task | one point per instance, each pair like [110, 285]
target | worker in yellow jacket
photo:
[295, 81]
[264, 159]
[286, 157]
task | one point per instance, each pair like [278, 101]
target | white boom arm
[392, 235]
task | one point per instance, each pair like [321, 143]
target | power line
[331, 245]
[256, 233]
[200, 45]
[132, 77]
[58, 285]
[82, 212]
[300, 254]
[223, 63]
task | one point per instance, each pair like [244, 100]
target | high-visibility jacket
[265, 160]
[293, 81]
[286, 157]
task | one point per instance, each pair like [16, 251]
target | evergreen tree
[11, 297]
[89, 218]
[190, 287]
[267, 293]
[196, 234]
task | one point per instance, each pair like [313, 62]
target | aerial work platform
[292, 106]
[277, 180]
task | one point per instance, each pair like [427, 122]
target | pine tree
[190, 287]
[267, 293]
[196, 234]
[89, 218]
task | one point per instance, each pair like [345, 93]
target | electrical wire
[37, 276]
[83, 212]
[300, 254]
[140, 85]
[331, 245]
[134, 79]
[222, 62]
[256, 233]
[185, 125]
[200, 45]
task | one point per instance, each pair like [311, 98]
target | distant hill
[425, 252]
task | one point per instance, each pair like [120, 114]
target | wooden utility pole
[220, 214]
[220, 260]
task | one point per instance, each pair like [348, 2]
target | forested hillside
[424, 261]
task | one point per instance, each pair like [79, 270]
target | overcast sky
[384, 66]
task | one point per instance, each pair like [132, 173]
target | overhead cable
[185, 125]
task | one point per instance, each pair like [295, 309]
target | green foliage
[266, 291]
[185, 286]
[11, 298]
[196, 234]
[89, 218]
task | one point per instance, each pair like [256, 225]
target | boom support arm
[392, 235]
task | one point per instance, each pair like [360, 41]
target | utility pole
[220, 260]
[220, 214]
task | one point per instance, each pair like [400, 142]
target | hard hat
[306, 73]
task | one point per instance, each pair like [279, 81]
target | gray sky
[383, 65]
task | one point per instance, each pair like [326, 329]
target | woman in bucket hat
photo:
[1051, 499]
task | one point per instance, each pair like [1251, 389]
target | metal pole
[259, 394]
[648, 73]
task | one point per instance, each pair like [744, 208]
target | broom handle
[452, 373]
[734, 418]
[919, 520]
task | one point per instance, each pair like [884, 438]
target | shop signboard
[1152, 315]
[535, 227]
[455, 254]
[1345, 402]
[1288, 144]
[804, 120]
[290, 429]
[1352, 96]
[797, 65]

# # # # #

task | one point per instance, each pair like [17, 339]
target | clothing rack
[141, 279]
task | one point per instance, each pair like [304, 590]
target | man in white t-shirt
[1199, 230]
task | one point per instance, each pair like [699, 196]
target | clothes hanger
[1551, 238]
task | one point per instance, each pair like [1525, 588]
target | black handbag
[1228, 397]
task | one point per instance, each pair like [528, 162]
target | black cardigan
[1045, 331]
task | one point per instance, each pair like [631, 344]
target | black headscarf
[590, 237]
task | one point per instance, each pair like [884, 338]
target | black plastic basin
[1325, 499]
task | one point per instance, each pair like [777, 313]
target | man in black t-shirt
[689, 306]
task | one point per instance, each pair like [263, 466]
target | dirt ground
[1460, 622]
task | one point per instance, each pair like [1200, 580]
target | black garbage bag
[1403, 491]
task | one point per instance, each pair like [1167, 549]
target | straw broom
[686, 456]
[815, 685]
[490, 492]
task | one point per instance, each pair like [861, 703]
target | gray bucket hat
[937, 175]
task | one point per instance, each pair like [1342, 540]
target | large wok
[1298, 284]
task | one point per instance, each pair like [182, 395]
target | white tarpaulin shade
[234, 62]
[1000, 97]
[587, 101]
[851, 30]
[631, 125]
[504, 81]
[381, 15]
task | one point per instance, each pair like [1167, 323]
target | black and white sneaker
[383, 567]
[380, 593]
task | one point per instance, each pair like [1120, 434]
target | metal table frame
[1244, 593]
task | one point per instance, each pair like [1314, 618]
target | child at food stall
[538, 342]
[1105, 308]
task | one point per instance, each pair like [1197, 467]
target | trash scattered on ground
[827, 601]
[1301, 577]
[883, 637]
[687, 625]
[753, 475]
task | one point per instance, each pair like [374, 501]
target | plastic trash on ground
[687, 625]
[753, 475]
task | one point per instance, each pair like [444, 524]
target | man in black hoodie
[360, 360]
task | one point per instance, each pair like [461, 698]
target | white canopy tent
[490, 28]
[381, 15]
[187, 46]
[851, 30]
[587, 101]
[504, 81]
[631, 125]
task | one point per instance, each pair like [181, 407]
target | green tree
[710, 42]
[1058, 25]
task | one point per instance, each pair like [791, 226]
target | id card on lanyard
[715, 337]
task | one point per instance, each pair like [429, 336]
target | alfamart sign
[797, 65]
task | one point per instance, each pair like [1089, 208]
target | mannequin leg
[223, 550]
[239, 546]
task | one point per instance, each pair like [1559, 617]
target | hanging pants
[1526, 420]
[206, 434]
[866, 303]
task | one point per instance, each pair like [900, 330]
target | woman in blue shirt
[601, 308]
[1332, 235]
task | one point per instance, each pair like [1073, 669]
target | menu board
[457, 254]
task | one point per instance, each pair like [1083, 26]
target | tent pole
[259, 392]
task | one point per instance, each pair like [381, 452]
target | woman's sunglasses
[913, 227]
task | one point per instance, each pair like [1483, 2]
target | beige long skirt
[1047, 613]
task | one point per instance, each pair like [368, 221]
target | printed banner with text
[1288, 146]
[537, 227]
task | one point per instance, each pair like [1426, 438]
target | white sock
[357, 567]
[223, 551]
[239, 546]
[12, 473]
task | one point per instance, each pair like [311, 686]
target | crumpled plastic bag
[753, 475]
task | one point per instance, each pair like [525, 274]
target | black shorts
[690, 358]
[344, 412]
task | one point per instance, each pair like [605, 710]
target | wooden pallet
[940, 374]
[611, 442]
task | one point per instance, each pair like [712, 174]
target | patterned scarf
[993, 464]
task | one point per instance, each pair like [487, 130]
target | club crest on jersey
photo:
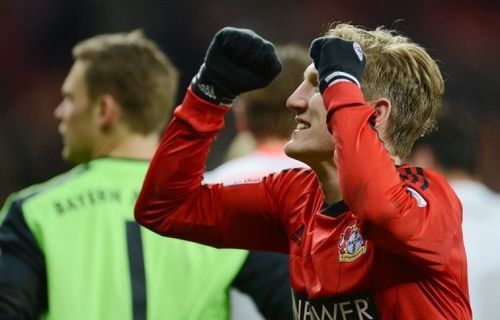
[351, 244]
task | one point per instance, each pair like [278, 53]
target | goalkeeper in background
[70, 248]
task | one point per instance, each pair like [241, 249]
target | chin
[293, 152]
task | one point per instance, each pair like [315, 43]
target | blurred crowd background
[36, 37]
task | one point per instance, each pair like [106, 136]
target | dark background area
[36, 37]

# # # # #

- **What you should do**
Working from the material above, retype exactly the lines from the one with "task | one point per instance, each pair like [110, 285]" through the one with "task | one point per instance, each pair like [16, 251]", both included, and only those lines.

- **Problem solution**
task | one point per instance, each pair like [110, 285]
target | worker in yellow jacket
photo:
[295, 81]
[264, 159]
[286, 157]
task | one point per instance, each pair like [278, 101]
target | white boom arm
[392, 235]
task | one point per instance, each pair like [321, 143]
target | power line
[331, 245]
[256, 233]
[200, 45]
[132, 77]
[58, 285]
[82, 212]
[300, 254]
[223, 63]
task | one point per instance, each pair like [244, 100]
target | high-visibility jacket
[265, 160]
[293, 81]
[286, 157]
task | one point per instance, each pair like [16, 251]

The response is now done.